| TASK DETAILS |
Reproduce all of the data below verbatim, keeping every line and character unchanged.

| GIVEN DATA |
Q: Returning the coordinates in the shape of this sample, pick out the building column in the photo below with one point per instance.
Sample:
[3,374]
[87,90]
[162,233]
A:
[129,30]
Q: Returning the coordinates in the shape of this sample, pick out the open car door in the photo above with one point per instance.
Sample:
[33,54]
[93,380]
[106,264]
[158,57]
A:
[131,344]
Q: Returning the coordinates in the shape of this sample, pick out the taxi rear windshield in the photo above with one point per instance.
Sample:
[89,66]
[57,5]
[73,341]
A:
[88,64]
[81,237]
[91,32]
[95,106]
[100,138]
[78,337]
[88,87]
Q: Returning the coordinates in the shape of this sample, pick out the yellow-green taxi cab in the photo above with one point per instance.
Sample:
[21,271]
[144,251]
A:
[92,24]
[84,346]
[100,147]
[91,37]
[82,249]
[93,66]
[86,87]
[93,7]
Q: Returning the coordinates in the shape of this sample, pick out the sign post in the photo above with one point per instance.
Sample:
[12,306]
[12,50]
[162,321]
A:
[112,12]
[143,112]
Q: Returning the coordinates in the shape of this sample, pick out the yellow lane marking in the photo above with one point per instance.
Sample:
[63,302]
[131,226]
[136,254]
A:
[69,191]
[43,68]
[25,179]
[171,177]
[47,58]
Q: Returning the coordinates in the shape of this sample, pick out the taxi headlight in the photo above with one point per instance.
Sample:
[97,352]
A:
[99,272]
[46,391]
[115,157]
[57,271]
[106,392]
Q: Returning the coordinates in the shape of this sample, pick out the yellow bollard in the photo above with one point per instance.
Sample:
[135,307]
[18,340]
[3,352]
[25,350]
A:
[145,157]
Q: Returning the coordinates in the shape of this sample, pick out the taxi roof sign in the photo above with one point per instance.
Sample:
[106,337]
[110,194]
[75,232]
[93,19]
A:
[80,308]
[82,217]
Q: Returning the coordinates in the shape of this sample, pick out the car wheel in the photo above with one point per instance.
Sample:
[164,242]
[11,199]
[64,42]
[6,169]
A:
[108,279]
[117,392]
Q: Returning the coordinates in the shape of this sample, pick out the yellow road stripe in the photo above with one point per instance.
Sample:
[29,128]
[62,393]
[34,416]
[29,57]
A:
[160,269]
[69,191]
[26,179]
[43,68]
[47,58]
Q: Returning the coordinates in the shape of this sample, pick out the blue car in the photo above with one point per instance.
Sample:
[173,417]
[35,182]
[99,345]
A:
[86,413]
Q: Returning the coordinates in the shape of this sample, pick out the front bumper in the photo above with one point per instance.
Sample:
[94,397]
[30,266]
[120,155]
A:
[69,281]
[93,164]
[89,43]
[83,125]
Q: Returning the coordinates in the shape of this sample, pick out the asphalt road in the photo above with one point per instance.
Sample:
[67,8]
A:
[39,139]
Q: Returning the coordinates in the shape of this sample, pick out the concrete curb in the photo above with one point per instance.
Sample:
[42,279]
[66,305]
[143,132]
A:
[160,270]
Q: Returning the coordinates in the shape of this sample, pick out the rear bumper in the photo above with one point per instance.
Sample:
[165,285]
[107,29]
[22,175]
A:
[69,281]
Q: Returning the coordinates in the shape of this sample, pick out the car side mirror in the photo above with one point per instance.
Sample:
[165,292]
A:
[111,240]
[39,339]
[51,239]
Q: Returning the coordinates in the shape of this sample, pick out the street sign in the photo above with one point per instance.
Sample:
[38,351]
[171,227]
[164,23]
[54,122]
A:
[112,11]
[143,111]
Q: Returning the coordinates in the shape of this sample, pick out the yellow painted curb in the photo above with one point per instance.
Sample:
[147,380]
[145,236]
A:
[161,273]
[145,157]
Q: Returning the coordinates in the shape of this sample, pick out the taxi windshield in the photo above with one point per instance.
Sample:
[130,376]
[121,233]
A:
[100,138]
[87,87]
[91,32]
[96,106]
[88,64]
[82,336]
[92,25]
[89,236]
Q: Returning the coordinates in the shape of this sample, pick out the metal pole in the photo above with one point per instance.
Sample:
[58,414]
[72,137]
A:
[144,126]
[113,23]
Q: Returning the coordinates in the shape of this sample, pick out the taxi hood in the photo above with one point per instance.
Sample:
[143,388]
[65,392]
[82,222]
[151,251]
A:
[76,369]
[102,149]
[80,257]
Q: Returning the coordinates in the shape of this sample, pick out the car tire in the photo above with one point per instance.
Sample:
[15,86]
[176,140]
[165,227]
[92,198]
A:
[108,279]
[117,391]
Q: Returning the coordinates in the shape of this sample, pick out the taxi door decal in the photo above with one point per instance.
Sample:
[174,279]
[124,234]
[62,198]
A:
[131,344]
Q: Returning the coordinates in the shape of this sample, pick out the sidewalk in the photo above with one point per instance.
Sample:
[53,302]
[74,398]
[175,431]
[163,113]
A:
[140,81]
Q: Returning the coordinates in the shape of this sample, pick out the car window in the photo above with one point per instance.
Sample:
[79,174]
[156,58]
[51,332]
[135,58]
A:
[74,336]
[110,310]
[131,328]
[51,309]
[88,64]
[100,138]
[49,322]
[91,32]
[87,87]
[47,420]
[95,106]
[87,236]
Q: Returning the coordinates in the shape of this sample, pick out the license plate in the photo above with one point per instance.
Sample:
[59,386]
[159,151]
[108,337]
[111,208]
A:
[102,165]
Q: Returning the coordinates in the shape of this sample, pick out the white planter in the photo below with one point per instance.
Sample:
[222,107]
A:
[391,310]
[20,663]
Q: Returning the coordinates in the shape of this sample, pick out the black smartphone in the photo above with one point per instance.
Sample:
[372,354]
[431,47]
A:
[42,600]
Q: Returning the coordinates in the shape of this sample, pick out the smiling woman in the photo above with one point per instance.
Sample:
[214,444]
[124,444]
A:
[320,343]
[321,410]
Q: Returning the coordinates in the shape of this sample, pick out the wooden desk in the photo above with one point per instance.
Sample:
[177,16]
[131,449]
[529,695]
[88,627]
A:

| EXERCISE RESPONSE |
Q: Returning the coordinates in the shape of this sample, pick out the building column in the photo below with one point per instance.
Sample:
[3,374]
[87,90]
[162,233]
A:
[129,30]
Q: Returning the coordinates in the shape of this sample, pick out the open car door in the photo above with one point per instance.
Sample:
[33,54]
[93,380]
[106,264]
[158,57]
A:
[131,344]
Q: Returning the coordinates in the shape of this sample, pick out the taxi rear windshield in the photo above with one point per instance.
Sample:
[89,66]
[57,5]
[73,341]
A:
[88,64]
[81,237]
[91,32]
[95,106]
[100,138]
[78,337]
[88,87]
Q: Returning the coordinates in the shape of this sample, pick out the yellow-green taxi cab in the photo above with one point per instance.
Sample:
[21,271]
[144,251]
A:
[92,24]
[84,346]
[100,147]
[91,37]
[82,249]
[93,66]
[86,87]
[93,7]
Q: Returning the coordinates in the shape of this sample, pick out the sign post in the photo above with one point per instance.
Sample:
[12,306]
[12,50]
[162,321]
A:
[112,12]
[143,112]
Q: Returning the coordinates in the shape of this sample, pick out the yellow lane marking in the photo above with one point per instance.
Sample:
[63,302]
[131,226]
[136,254]
A:
[69,191]
[43,68]
[25,179]
[171,177]
[47,58]
Q: Returning the coordinates in the shape of this sample, pick out the taxi headlight in the photo above with one point per instance.
Sample:
[97,352]
A:
[99,272]
[46,391]
[115,157]
[57,271]
[106,392]
Q: Returning the coordinates in the shape of this sample, pick out the yellow bollard in the photo above with one point per instance.
Sample:
[135,307]
[18,340]
[3,352]
[25,350]
A:
[145,157]
Q: Returning the coordinates in the shape of this sample, pick out the taxi roof sign in the photo above with one point per instance.
Sample:
[106,337]
[110,194]
[75,232]
[93,19]
A:
[80,308]
[82,217]
Q: Returning the coordinates in the shape of this sample, pick out the car wheel in the photo above with one point per instance.
Sample:
[164,242]
[11,199]
[64,42]
[6,169]
A:
[108,279]
[117,392]
Q: Returning the coordinates in the shape of this sample, pick out the yellow road stripe in the photo above with one point per instance.
Sample:
[29,128]
[62,393]
[34,416]
[29,57]
A:
[160,269]
[69,191]
[26,179]
[43,68]
[47,58]
Q: Returning the coordinates in the shape of this sample, pick out the blue car in the photo above with one point per instance.
Sample:
[173,417]
[35,182]
[99,345]
A:
[86,413]
Q: Returning the coordinates in the shape of this sample, pick out the front bumper in the photo above with one point per instance.
Sample:
[94,397]
[30,266]
[120,155]
A:
[69,281]
[93,164]
[89,43]
[83,125]
Q: Returning the coordinates in the shape of this sample, pick out the asphalt road in the photo above with one point per instance.
Sample:
[67,8]
A:
[39,139]
Q: Returning the coordinates in the shape of this sample, pick out the concrete curb in the photo above with one point per instance.
Sample:
[42,279]
[66,305]
[143,132]
A:
[160,270]
Q: Returning the coordinates in the shape of this sample, pick out the rear bumper in the photo above with one point per instance.
Sample:
[165,285]
[107,29]
[22,175]
A:
[69,281]
Q: Returning the coordinates in the shape of this sample, pick out the car side mirror in the photo above with one point per instance.
Sample:
[165,292]
A:
[111,240]
[39,339]
[51,239]
Q: Returning the coordinates in the shape of this sample, pick out the street sign in the photo above with one point per instance.
Sample:
[38,351]
[171,227]
[164,23]
[54,122]
A:
[112,11]
[143,111]
Q: Returning the coordinates in the shape of this sample, pick out the yellow painted curb in the photo above with one point per instance.
Sample:
[147,380]
[145,236]
A:
[161,273]
[145,157]
Q: Returning the coordinates in the shape of this sample, pick out the taxi windshield in the photo above with one point per instance.
Sample:
[130,376]
[121,233]
A:
[100,138]
[87,87]
[91,32]
[96,106]
[88,64]
[82,336]
[92,25]
[89,236]
Q: Returning the coordinates in the shape of this sample, pick out the metal pole in the photo above with one point per instance.
Sample:
[58,414]
[72,137]
A:
[144,126]
[113,23]
Q: Returning the coordinates in the shape of this sample, pick out the taxi hood in the photo above with one point per instance.
Sample:
[143,388]
[65,392]
[82,222]
[151,251]
A:
[76,369]
[102,149]
[80,257]
Q: Returning the coordinates in the shape of this sample, pick out the car tire in the photo above with one point per instance.
Sample:
[15,86]
[176,140]
[165,227]
[92,198]
A:
[108,279]
[117,391]
Q: Returning the coordinates in the shape of this sample, pick out the taxi door decal in the photo above with one point per instance.
Sample:
[174,279]
[124,234]
[62,198]
A:
[131,344]
Q: Returning the coordinates in the shape of this sample, pick out the sidewalk in the photo above with one point per instance.
Sample:
[53,302]
[74,398]
[175,431]
[163,113]
A:
[140,81]
Q: Returning the coordinates in the shape of this sample, pick out the car window in the photo above with one point per instance.
Sample:
[79,174]
[156,58]
[51,332]
[135,58]
A:
[74,336]
[110,310]
[131,328]
[51,309]
[88,64]
[100,138]
[49,322]
[91,32]
[87,87]
[47,420]
[95,106]
[87,236]
Q: Returning the coordinates in the shape of this sample, pick out the license plate in the photo above with one point per instance.
Sample:
[59,386]
[159,151]
[108,337]
[111,208]
A:
[102,165]
Q: Returning the coordinates in the shape of this sample, pick out the white planter in the photo below with one point per instance.
Sample:
[222,107]
A:
[391,310]
[20,663]
Q: Returning the coordinates in the shape of this sample, pick out the black smartphone in the photo above with one point per instance.
Sample:
[372,354]
[431,47]
A:
[42,600]
Q: Returning the coordinates in the shape of this sample, pick out the smiling woman in the photo above with one point per instance.
Sample:
[214,444]
[124,444]
A:
[320,343]
[321,410]
Q: Returning the coordinates in the shape of this sample, pick out the wooden desk in the photo above with one point per instance.
Sample:
[177,16]
[131,449]
[529,695]
[88,627]
A:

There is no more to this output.